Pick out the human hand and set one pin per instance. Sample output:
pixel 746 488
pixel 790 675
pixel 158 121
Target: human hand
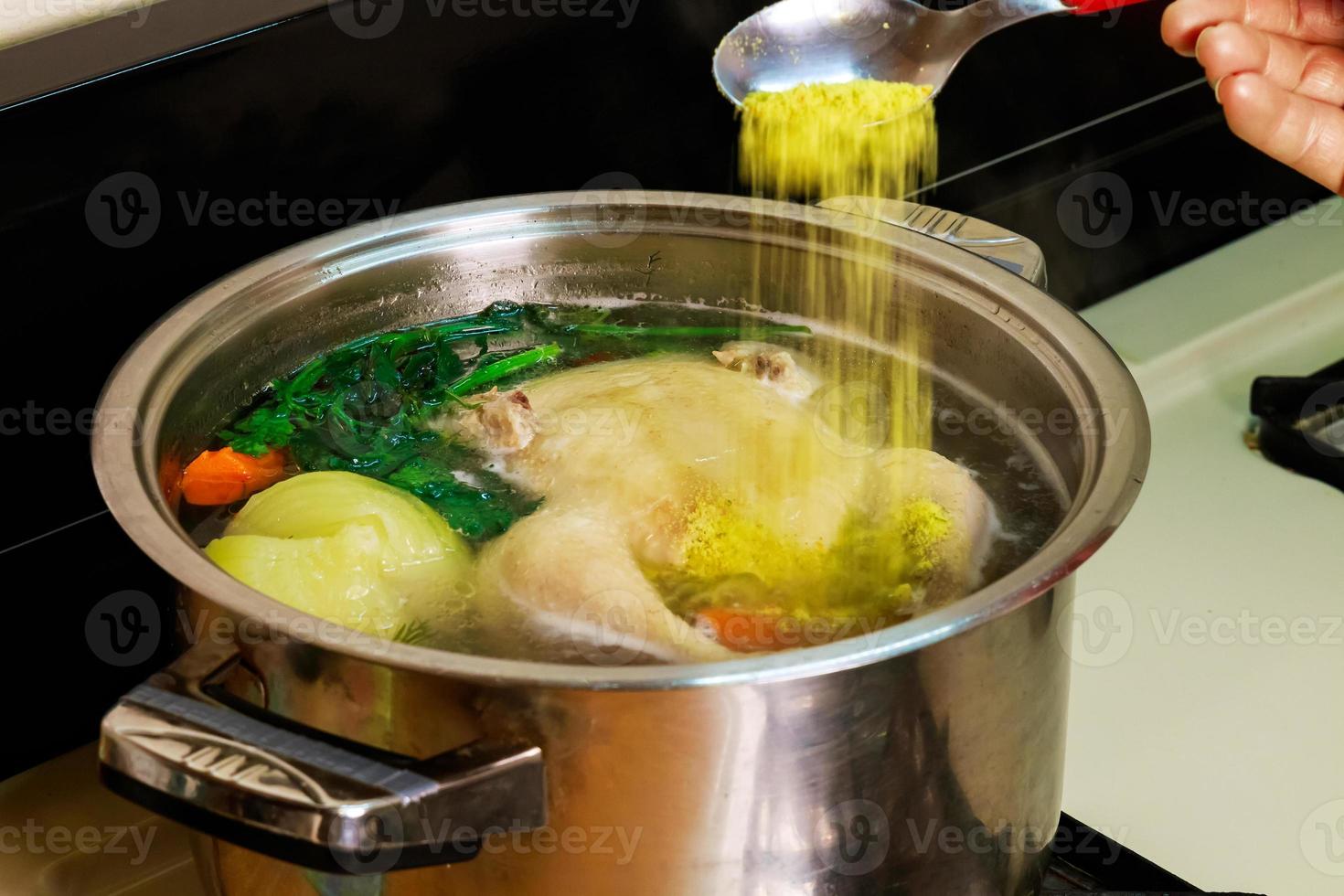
pixel 1277 68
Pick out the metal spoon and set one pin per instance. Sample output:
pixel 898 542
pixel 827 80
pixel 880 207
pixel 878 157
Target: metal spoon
pixel 797 42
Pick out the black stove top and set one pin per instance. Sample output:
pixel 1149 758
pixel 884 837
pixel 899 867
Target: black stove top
pixel 1087 861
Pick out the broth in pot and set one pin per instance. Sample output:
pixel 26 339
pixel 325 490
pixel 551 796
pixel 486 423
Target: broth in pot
pixel 615 484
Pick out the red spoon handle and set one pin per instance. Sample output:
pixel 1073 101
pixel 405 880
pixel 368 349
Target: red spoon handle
pixel 1085 7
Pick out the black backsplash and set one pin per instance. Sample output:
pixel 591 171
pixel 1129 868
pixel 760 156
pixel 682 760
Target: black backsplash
pixel 448 108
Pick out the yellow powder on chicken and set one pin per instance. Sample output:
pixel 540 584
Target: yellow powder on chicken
pixel 869 140
pixel 872 566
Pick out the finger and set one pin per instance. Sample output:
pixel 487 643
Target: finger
pixel 1310 20
pixel 1303 133
pixel 1308 70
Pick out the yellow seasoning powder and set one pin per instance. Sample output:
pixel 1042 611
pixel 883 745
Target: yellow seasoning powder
pixel 869 139
pixel 866 140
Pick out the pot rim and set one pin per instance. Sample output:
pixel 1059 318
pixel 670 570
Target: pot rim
pixel 128 477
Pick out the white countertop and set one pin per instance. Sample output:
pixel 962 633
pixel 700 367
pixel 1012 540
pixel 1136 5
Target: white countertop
pixel 23 20
pixel 1207 731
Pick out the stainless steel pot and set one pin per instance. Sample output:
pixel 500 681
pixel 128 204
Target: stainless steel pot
pixel 925 759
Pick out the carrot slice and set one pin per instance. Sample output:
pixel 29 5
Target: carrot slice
pixel 228 475
pixel 746 632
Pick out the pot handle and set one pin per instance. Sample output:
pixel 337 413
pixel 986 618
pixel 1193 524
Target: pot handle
pixel 1001 246
pixel 303 795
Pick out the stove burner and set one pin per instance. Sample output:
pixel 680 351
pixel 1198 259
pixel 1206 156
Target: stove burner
pixel 1301 422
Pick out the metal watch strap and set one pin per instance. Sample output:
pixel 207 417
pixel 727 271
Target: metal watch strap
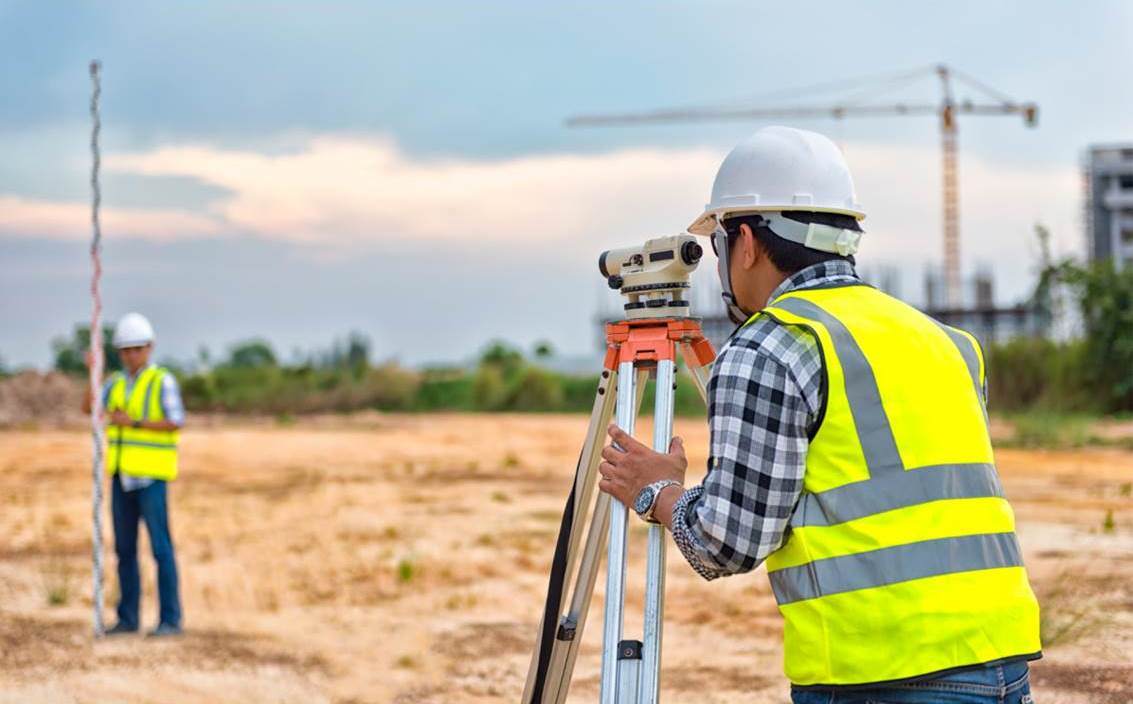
pixel 657 488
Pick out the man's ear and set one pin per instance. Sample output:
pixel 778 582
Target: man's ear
pixel 749 249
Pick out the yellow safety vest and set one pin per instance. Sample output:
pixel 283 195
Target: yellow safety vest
pixel 134 450
pixel 901 559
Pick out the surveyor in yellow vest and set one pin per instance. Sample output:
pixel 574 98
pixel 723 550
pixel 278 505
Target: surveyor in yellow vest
pixel 849 450
pixel 144 416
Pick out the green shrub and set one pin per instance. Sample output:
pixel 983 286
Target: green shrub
pixel 490 390
pixel 536 389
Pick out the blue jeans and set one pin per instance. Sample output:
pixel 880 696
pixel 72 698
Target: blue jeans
pixel 1006 684
pixel 147 505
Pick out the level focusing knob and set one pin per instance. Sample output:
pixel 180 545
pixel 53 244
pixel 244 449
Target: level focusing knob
pixel 691 253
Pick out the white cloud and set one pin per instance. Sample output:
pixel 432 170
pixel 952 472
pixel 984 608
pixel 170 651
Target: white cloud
pixel 339 191
pixel 67 220
pixel 343 191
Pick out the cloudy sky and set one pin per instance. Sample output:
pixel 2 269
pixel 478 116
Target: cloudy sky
pixel 299 170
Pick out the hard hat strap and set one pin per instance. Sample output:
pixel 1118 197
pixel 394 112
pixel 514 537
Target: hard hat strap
pixel 724 270
pixel 814 235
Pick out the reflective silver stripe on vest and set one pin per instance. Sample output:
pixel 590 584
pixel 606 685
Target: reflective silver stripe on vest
pixel 893 491
pixel 148 395
pixel 894 565
pixel 874 432
pixel 142 443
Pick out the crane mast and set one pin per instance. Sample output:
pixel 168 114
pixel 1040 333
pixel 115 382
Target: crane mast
pixel 947 110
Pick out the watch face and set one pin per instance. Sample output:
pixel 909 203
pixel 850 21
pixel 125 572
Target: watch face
pixel 644 501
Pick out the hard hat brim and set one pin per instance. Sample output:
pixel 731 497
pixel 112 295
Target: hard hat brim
pixel 706 223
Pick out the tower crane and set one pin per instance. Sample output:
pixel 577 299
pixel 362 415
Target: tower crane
pixel 947 109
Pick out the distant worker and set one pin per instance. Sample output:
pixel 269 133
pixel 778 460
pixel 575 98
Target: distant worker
pixel 144 414
pixel 849 449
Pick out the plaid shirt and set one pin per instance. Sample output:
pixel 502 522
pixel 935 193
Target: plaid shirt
pixel 764 398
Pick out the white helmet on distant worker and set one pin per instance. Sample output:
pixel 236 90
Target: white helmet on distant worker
pixel 782 169
pixel 133 330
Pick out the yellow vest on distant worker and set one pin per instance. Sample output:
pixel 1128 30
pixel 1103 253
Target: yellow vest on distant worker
pixel 134 450
pixel 901 559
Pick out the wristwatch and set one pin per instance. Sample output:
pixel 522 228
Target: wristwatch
pixel 647 499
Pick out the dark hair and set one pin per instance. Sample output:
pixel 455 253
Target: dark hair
pixel 786 255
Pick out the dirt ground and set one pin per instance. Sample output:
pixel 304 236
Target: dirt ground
pixel 402 559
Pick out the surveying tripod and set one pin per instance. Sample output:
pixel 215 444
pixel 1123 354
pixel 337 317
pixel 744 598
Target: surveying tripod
pixel 635 348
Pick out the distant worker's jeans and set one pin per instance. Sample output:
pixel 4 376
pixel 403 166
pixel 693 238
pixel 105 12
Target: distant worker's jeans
pixel 129 507
pixel 1005 684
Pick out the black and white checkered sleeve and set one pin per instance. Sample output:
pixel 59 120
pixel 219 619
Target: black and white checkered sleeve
pixel 764 397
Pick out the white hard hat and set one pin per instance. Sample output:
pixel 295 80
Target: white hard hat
pixel 133 330
pixel 781 169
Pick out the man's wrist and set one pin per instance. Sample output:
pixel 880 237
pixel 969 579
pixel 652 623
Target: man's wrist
pixel 657 489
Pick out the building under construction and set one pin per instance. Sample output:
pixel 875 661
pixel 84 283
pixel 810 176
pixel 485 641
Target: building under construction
pixel 1108 178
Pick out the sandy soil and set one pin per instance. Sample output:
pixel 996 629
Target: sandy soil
pixel 402 559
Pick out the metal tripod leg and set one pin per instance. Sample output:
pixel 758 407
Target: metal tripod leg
pixel 542 684
pixel 615 557
pixel 655 565
pixel 568 635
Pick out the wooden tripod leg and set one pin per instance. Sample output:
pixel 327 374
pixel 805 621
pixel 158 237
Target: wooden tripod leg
pixel 552 641
pixel 579 605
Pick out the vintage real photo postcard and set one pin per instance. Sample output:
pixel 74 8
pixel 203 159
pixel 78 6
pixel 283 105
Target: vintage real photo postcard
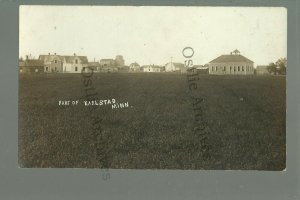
pixel 125 87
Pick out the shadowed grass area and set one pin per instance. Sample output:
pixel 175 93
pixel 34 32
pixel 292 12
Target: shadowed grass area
pixel 245 117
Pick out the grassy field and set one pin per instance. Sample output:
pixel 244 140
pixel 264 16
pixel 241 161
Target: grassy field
pixel 245 117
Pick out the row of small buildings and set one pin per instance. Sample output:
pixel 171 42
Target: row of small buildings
pixel 233 63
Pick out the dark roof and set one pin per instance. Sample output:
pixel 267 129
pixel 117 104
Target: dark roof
pixel 231 58
pixel 135 64
pixel 21 63
pixel 69 59
pixel 153 66
pixel 262 67
pixel 107 60
pixel 34 63
pixel 94 64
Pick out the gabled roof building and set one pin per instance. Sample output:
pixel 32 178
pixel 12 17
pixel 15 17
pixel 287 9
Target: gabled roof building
pixel 233 64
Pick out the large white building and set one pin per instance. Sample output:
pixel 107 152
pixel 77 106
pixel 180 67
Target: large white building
pixel 233 64
pixel 65 64
pixel 175 67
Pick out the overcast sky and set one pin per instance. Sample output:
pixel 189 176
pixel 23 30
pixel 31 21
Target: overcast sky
pixel 151 35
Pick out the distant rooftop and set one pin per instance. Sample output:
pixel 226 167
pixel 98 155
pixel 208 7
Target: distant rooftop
pixel 232 57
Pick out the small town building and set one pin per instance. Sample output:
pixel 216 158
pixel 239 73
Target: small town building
pixel 152 68
pixel 52 63
pixel 31 66
pixel 74 64
pixel 175 67
pixel 233 64
pixel 107 63
pixel 95 66
pixel 134 67
pixel 262 70
pixel 201 69
pixel 123 69
pixel 119 61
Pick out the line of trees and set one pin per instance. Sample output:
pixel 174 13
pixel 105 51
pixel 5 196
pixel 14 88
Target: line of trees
pixel 279 67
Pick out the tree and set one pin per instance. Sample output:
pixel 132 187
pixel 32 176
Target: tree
pixel 272 68
pixel 279 67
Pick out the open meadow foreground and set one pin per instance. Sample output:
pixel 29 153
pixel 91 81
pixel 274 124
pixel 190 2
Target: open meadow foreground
pixel 245 122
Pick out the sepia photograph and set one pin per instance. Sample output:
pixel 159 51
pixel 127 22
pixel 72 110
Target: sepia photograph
pixel 152 87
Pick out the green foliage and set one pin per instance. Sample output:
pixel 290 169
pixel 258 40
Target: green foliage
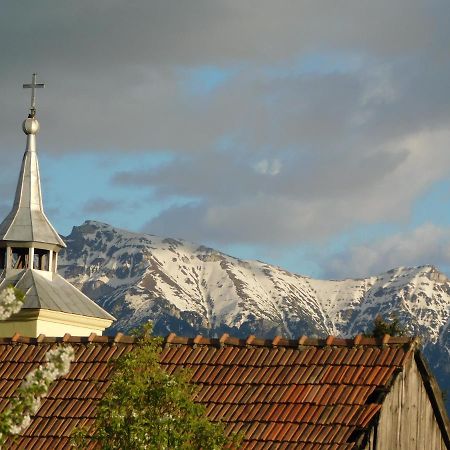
pixel 382 327
pixel 146 408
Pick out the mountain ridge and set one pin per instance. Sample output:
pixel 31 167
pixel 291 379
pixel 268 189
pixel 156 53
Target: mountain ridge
pixel 192 289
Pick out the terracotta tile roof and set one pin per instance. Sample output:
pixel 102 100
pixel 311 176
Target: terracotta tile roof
pixel 282 394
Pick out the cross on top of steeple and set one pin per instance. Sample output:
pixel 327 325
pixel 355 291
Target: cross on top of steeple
pixel 33 85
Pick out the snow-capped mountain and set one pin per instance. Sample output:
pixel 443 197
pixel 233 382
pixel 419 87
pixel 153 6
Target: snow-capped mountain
pixel 192 289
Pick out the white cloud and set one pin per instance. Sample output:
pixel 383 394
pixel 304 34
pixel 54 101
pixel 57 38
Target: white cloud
pixel 268 167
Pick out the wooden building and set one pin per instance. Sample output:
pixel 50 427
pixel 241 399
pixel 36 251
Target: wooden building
pixel 333 394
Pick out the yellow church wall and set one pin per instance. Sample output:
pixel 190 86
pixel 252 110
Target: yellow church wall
pixel 32 323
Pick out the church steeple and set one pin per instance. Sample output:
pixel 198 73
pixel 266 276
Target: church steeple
pixel 29 247
pixel 27 226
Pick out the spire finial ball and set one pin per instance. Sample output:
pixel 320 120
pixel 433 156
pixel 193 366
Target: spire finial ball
pixel 30 126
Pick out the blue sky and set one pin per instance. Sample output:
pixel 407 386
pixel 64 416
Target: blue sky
pixel 313 137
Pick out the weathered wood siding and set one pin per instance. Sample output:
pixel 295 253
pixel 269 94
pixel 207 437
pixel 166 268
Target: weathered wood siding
pixel 407 420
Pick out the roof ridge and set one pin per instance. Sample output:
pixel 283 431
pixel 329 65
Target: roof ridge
pixel 251 341
pixel 279 341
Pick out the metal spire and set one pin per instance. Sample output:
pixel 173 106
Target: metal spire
pixel 27 221
pixel 33 86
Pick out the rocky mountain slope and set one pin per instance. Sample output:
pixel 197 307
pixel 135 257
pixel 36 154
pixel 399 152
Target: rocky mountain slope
pixel 192 289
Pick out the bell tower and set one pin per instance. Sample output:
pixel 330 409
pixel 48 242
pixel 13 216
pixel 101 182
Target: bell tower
pixel 29 247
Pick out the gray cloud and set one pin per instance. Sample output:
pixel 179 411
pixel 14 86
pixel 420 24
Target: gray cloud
pixel 99 205
pixel 424 245
pixel 352 145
^^^^
In the material above, find the line containing "Target: distant rooftop" and the line containing "Pick out the line", then write out exactly those two lines and every line between them, and nothing more.

Target: distant rooftop
pixel 232 57
Pick out the small town building and set one pin per instance. Sample output:
pixel 216 158
pixel 239 73
Target: small town building
pixel 152 68
pixel 52 63
pixel 31 66
pixel 74 64
pixel 175 67
pixel 233 64
pixel 107 63
pixel 95 66
pixel 134 67
pixel 262 70
pixel 201 69
pixel 123 69
pixel 119 61
Pick out the line of trees and set one pin per instance. Sample output:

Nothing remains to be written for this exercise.